[Opening Document extract section]

Center for Metabolomic Studies Seminar Series Featuring Erika Pearce, PhD
Presentation: “Mitochondrial Shape-Shifting in the T Cell Response”
Speaker: Erika Pearce, PhD
Bloomberg Distinguished Professor
Johns Hopkins University
Abstract:
Dynamic changes in mitochondrial membrane morphology are key to sustain organelle function, including processes such as mitochondrial respiration and TCA cycle metabolism. It however remains unclear whether remodeling of mitochondrial membranes orchestrates differentiation or function in CD4+ T cells. How mitochondrial membrane remodeling influences CD4+ T cell metabolism and effector functions will be discussed.

[Closing Document extract section]

■ **To do**:
1 > What title and institution does the seminar announcement give for Erika Pearce?
2 > Carry on the seminar announcement from where it stops, keeping its style.

[Opening Data for review section]

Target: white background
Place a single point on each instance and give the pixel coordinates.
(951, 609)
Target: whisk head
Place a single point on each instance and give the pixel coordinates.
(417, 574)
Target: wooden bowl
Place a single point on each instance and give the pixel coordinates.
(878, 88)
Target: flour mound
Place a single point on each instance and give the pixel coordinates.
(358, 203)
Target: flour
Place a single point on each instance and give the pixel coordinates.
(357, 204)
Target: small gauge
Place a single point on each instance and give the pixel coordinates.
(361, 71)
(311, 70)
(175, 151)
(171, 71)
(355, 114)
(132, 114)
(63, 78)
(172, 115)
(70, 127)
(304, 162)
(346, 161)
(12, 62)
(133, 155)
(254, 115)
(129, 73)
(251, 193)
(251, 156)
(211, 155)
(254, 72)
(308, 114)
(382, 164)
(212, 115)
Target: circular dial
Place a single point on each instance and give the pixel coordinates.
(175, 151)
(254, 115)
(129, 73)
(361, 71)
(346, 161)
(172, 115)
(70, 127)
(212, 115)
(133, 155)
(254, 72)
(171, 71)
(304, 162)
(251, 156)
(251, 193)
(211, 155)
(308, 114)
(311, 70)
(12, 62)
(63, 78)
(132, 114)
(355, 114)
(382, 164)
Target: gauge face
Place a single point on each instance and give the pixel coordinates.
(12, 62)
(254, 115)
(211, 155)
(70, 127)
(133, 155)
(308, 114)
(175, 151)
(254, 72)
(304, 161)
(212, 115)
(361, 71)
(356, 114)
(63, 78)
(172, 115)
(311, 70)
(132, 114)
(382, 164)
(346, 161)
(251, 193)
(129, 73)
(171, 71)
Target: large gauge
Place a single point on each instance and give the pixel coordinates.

[Closing Data for review section]

■ **Written answers**:
1 > Bloomberg Distinguished Professor, Johns Hopkins University.

2 >
About the Speaker:
Dr. Pearce obtained her Ph.D. in Cell and Molecular Biology in 2005 at the University of Pennsylvania in Philadelphia, where she studied the regulation of T cell responses during infection. During her postdoctoral studies, also at the University of Pennsylvania, she began her research into how cellular metabolic processes govern immune responses to infection and cancer. She launched her independent career in 2009, holding faculty positions at the Trudeau Institute in NY and then Washington University School of Medicine in St. Louis. She moved her research group to Europe in 2015 to become a Director at the Max Planck Institute for Immunobiology and Epigenetics in Freiburg, Germany. In 2018 she was awarded the Gottfreid Wilhelm Leibniz Prize from the DFG for her work on immunometabolism. In 2021 she became a Bloomberg Distinguished Professor at the Johns Hopkins University in Baltimore. Her work continues to investigate the connection between metabolism and cell function.